*** ITEMS ***

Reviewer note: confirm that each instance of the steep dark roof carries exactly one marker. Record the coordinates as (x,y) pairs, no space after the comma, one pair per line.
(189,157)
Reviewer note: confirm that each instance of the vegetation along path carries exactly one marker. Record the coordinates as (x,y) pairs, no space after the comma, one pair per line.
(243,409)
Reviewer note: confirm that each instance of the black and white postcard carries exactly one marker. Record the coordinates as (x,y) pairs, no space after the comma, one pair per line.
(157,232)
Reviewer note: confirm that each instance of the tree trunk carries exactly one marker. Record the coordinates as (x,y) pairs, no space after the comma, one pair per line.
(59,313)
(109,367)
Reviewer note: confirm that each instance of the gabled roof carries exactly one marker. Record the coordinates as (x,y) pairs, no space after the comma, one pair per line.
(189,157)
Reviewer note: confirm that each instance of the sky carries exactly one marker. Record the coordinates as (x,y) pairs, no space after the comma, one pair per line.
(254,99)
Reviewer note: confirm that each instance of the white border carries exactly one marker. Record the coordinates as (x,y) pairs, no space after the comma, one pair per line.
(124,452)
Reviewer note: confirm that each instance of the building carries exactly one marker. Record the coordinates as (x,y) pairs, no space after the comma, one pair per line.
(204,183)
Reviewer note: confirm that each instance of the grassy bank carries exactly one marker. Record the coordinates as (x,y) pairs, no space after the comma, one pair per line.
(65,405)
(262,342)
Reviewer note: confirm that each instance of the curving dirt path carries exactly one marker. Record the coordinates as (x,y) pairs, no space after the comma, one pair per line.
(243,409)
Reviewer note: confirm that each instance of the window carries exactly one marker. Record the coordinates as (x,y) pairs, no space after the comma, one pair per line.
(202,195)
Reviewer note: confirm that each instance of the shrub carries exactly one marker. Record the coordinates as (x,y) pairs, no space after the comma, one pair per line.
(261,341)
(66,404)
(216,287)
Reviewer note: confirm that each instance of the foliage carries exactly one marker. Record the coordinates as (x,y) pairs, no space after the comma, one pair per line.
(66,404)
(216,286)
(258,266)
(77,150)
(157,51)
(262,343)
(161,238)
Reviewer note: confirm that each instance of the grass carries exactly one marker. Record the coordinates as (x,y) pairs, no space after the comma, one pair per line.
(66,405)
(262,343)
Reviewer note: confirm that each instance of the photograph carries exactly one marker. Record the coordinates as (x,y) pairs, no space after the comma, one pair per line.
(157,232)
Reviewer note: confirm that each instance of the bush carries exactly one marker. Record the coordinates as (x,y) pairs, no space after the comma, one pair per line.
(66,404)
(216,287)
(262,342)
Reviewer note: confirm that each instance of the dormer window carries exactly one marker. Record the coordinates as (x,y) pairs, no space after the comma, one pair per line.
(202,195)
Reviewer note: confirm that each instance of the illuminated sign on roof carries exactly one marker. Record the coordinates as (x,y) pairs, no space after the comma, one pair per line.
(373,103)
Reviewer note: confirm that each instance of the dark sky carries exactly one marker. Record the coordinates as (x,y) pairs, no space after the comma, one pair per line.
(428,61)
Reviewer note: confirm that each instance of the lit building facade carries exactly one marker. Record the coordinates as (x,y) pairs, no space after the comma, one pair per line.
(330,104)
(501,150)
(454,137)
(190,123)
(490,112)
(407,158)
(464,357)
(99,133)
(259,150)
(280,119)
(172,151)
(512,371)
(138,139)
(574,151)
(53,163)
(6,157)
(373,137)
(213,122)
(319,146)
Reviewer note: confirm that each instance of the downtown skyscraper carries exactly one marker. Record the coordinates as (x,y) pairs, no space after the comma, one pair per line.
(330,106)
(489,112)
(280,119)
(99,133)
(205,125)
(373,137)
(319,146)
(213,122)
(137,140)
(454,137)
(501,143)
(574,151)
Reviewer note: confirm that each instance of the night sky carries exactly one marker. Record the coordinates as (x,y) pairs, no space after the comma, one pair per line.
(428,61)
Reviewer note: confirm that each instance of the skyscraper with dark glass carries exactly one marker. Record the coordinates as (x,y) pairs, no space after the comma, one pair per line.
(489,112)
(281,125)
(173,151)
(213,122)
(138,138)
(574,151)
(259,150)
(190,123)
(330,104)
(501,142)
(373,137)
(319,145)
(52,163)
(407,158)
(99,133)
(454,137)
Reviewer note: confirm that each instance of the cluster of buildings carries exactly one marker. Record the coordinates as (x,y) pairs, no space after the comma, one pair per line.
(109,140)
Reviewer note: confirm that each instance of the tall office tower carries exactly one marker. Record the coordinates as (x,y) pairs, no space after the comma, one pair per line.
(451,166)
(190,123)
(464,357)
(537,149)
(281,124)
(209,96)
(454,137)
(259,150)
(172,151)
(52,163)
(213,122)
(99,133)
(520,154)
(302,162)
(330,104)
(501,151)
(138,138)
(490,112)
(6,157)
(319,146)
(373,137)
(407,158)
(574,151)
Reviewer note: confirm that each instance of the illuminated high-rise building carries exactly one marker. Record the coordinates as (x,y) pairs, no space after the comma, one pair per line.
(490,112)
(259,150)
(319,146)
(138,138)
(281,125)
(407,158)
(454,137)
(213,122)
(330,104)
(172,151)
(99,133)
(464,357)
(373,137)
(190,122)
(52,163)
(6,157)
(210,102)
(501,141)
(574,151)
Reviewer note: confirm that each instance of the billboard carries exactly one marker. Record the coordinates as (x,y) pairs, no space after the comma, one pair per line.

***

__REQUEST__: All of the entries above should be written out again exactly.

__TASK RESPONSE__:
Reviewer note: confirm that each instance of the steep dark roof carries exactly one marker. Record the coordinates as (x,y) pairs, no space after the comma, one pair per line.
(189,157)
Reviewer note: confirm that each instance of the vegetation along path carries exactly one marker. Record the coordinates as (x,y) pairs, no space after the comma, one pair per line.
(243,409)
Reviewer note: confirm that each instance of the black and white postcard carries exactly one marker. Record the coordinates as (x,y) pairs, no space after the comma, one pair per line.
(157,232)
Reviewer note: confirm that each instance of the tree trunk carries exactly one marker. Record the coordinates as (x,y) pairs, no space after the comma, one pair per line.
(59,313)
(109,367)
Reviewer note: confirm that each instance of the gabled roof carries exactly one marker. Record the coordinates as (x,y) pairs, no space after the comma, one pair per line.
(189,157)
Reviewer note: confirm that each instance of the sky carries exactly one marker. Record the coordinates as (x,y) pairs, no space after the comma, one pair per line.
(254,99)
Reviewer note: confirm that each instance of the white border carries exactly one marker. Record the coordinates as (x,y) pairs, no space after the comma, one pair per line.
(124,452)
Reviewer note: confirm that each instance of the building carries exactly one marker. Record the coordinates as (x,y) pairs, no space after the comma, one pair per line.
(204,183)
Reviewer note: confirm that each instance of the grassy bank carries exactly one marker. Record the coordinates as (x,y) pairs, no space after the comma, one pair per line.
(65,405)
(262,342)
Reviewer note: confirm that each instance of the curving dirt path carries exactly one marker. Record the coordinates as (x,y) pairs, no space after the comma, one pair per line.
(243,409)
Reviewer note: confirm that each instance of the window carries exactly one marker. Record the coordinates as (x,y) pairs, no space after the comma, one pair per line.
(202,195)
Reviewer note: confirm that each instance of the shrub carries exactly one marker. Record the coordinates as (x,y) pairs, no space after the comma, one pair per line.
(261,341)
(66,404)
(216,287)
Reviewer note: confirm that each instance of the foliage carries exactly one marker. Record the coordinates as (x,y) pairs, no space after the comma, one pair per line.
(66,404)
(216,286)
(258,266)
(77,150)
(157,51)
(262,343)
(161,238)
Reviewer note: confirm that each instance of the grass carries exactly one marker. Record the coordinates as (x,y) pairs, no space after the comma, one pair per line.
(66,405)
(262,343)
Reviewer note: confirm that each instance of the photograph carries exactly one marker. Record the coordinates as (x,y) pairs, no space after the comma, one pair per line.
(157,232)
Reviewer note: confirm that each instance of the bush carries exactly one marker. Record the coordinates as (x,y) pairs, no space after the comma, one pair per line.
(66,404)
(216,287)
(262,342)
Reviewer note: confirm that each instance of the dormer window carries exactly one marker. Record the coordinates as (x,y) pairs, no space after the comma, one pair per line.
(202,195)
Reviewer note: confirm that each instance of the illuminated sign on roof carries exactly one marker. Record the coordinates as (x,y) pairs, no space after the comma, one pair per line.
(373,103)
Reviewer note: confirm that each instance of the dark sky carries exactly one marker. Record the coordinates as (x,y) pairs, no space after the comma, one pair per line.
(428,61)
Reviewer note: confirm that each instance of the lit building facade carries exactly one marker. Record the coordinates as (x,y) pairs, no space after the comma, one pair per line.
(330,104)
(501,150)
(454,137)
(190,123)
(490,112)
(407,158)
(464,357)
(99,133)
(259,150)
(280,119)
(172,151)
(512,371)
(138,139)
(574,151)
(53,163)
(6,157)
(373,137)
(213,122)
(319,146)
Reviewer note: confirm that each instance of the downtown skyscraper carries exactly one marker. Record the coordinates as (x,y) pairs, no space after the comma, one pair per line.
(330,106)
(489,112)
(280,119)
(99,133)
(205,125)
(373,137)
(319,146)
(213,122)
(137,140)
(454,137)
(501,143)
(574,151)
Reviewer note: confirm that each instance of the night sky carries exactly one marker. Record the coordinates as (x,y) pairs, no space after the comma, one pair per line.
(428,61)
Reviewer note: confirm that each instance of the skyscraper with dark glass carries exactly one marker. Record the coordinates as (x,y) pairs, no space after the comma, one pair per line.
(489,112)
(281,125)
(173,151)
(213,122)
(138,138)
(574,151)
(259,150)
(190,123)
(330,104)
(501,142)
(373,137)
(319,145)
(52,163)
(407,158)
(99,133)
(454,137)
Reviewer note: confirm that each instance of the cluster of buildings carries exactly one marker. Record the coordinates as (x,y) pairs, no space after the comma, one pair per line.
(109,140)
Reviewer note: confirm that each instance of the tall office tower carries exactly one marker. Record the coordinates as (x,y) pairs, no space after the comma, one pair per line.
(451,166)
(190,123)
(464,357)
(537,149)
(281,124)
(209,96)
(454,137)
(259,150)
(172,151)
(52,163)
(213,122)
(99,133)
(520,154)
(302,162)
(330,104)
(501,151)
(138,138)
(490,112)
(6,157)
(319,146)
(373,137)
(407,158)
(574,151)
Reviewer note: confirm that each instance of the illuminated high-rise building carries exactly one marker. Record the coordinates as (x,y) pairs, no space after the comma, one pair per line.
(490,112)
(259,150)
(319,146)
(138,138)
(281,125)
(407,158)
(454,137)
(213,122)
(330,104)
(172,151)
(99,133)
(464,357)
(373,137)
(190,122)
(52,163)
(6,157)
(210,102)
(501,141)
(574,151)
Reviewer note: confirm that each instance of the billboard carries exactly one marker. Record the coordinates as (x,y) pairs, no space after the comma, one pair per line.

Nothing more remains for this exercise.